[Work item]:
Please make an exact transcription of the records, keeping the pictures out of it.

======== Data records

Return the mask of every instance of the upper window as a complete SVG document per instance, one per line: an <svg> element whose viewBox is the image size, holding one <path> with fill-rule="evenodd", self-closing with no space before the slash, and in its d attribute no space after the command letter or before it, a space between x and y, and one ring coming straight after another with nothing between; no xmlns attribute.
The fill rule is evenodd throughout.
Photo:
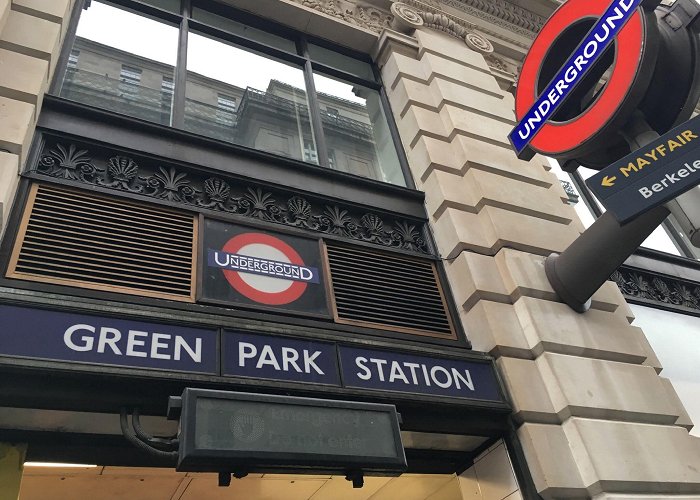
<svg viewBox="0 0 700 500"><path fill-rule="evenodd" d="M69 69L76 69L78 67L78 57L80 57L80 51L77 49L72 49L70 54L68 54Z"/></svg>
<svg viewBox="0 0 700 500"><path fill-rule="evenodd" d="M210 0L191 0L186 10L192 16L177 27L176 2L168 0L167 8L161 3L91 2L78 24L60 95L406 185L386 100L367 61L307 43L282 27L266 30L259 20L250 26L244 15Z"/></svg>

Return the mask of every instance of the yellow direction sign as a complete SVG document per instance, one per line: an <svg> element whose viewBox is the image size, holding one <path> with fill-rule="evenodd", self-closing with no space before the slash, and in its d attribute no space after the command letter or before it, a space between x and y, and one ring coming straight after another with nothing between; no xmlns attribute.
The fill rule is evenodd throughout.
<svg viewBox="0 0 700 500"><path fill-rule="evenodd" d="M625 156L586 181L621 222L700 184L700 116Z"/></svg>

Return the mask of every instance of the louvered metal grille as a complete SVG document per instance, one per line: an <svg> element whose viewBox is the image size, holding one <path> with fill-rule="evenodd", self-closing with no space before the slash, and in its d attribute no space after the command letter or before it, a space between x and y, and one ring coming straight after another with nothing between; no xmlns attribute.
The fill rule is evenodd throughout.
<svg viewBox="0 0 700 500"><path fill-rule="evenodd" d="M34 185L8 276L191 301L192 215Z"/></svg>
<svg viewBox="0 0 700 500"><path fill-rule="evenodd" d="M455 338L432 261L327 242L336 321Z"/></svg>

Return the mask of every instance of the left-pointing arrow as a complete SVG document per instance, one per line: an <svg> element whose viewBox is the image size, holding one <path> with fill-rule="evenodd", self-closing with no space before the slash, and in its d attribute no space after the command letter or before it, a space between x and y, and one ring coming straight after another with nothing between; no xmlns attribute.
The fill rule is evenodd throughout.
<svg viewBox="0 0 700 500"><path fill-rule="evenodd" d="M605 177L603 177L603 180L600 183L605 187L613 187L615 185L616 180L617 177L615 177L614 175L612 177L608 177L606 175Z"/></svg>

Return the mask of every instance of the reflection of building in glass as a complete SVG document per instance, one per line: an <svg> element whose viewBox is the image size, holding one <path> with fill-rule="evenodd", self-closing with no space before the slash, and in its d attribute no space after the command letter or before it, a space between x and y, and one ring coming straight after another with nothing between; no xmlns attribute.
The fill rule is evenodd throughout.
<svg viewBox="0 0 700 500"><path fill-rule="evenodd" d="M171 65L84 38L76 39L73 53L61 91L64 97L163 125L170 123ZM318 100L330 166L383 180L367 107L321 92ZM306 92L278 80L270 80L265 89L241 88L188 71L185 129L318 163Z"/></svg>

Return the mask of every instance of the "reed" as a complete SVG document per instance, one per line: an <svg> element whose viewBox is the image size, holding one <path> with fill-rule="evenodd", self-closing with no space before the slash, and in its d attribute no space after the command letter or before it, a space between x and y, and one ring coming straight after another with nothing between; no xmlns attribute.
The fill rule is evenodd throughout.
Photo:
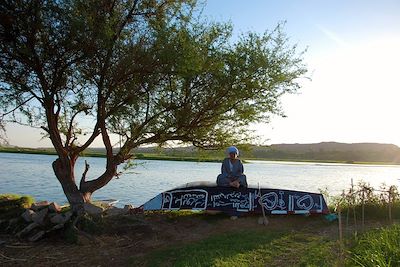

================

[Response area]:
Return the mask of every instance of the upper window as a complete SVG document per instance, one per line: an <svg> element whose viewBox is the image size, holding one <path> with fill-rule="evenodd", self-closing with no space before the slash, and in its d attribute no space after the command letter or before it, a space between x and y, and one ring coming straight after another with nothing between; no xmlns attribute.
The fill rule is evenodd throughout.
Photo:
<svg viewBox="0 0 700 500"><path fill-rule="evenodd" d="M69 69L76 69L78 67L78 57L80 57L80 51L77 49L72 49L70 54L68 54Z"/></svg>
<svg viewBox="0 0 700 500"><path fill-rule="evenodd" d="M210 0L191 0L186 10L192 16L177 27L176 2L168 0L167 8L161 3L91 2L78 24L60 95L406 185L386 100L367 61L307 43L282 27L266 30L259 20L250 26L244 15Z"/></svg>

Return the mask of every instance of the yellow direction sign as a complete SVG document per instance, one per line: an <svg> element whose viewBox is the image size, holding one <path> with fill-rule="evenodd", self-closing with no space before the slash, and in its d attribute no space after the command letter or before it, a space between x and y, and one ring coming straight after another with nothing between; no xmlns attribute.
The fill rule is evenodd throughout.
<svg viewBox="0 0 700 500"><path fill-rule="evenodd" d="M625 156L586 181L621 222L700 184L700 116Z"/></svg>

Return the mask of every instance of the louvered metal grille as a complete SVG document per instance, one per line: an <svg> element whose viewBox is the image size, holding one <path> with fill-rule="evenodd", self-closing with no space before the slash, and in its d attribute no space after the command letter or before it, a space between x and y, and one ring coming straight after another with nothing between; no xmlns attribute.
The fill rule is evenodd throughout.
<svg viewBox="0 0 700 500"><path fill-rule="evenodd" d="M34 185L8 276L191 301L192 215Z"/></svg>
<svg viewBox="0 0 700 500"><path fill-rule="evenodd" d="M455 338L432 261L327 242L336 321Z"/></svg>

Return the mask of every instance of the left-pointing arrow as a complete SVG document per instance, one per line: an <svg> element whose viewBox is the image size, holding one <path> with fill-rule="evenodd", self-closing with no space before the slash, and in its d attribute no space after the command letter or before it, a space between x and y, and one ring coming straight after another with nothing between; no xmlns attribute.
The fill rule is evenodd throughout.
<svg viewBox="0 0 700 500"><path fill-rule="evenodd" d="M605 177L603 177L603 180L600 183L605 187L613 187L615 185L616 180L617 177L615 177L614 175L612 177L608 177L606 175Z"/></svg>

Return the mask of every instance of the reflection of building in glass as a complete SVG document per instance, one per line: an <svg> element whose viewBox is the image size, holding one <path> with fill-rule="evenodd", self-closing with no space before the slash, and in its d attribute no space after the command letter or before it, a space between x and y, and one ring coming straight after another with nothing between; no xmlns attribute.
The fill rule is evenodd throughout.
<svg viewBox="0 0 700 500"><path fill-rule="evenodd" d="M171 65L84 38L76 39L73 53L61 91L64 97L163 125L170 123ZM318 100L330 166L383 180L367 107L321 92ZM306 92L278 80L270 80L265 89L241 88L188 71L185 129L318 163Z"/></svg>

Return the mask of every instance of the "reed" as a complete SVG document per instance, one per line: an <svg> element whose viewBox is the image size, holding one <path> with fill-rule="evenodd", self-closing with no space before the slash, and in its d attribute no space after the command letter or before it, a space between x and y, and one ring coming straight after another with nothing between; no xmlns attribute.
The fill rule is evenodd throughout.
Photo:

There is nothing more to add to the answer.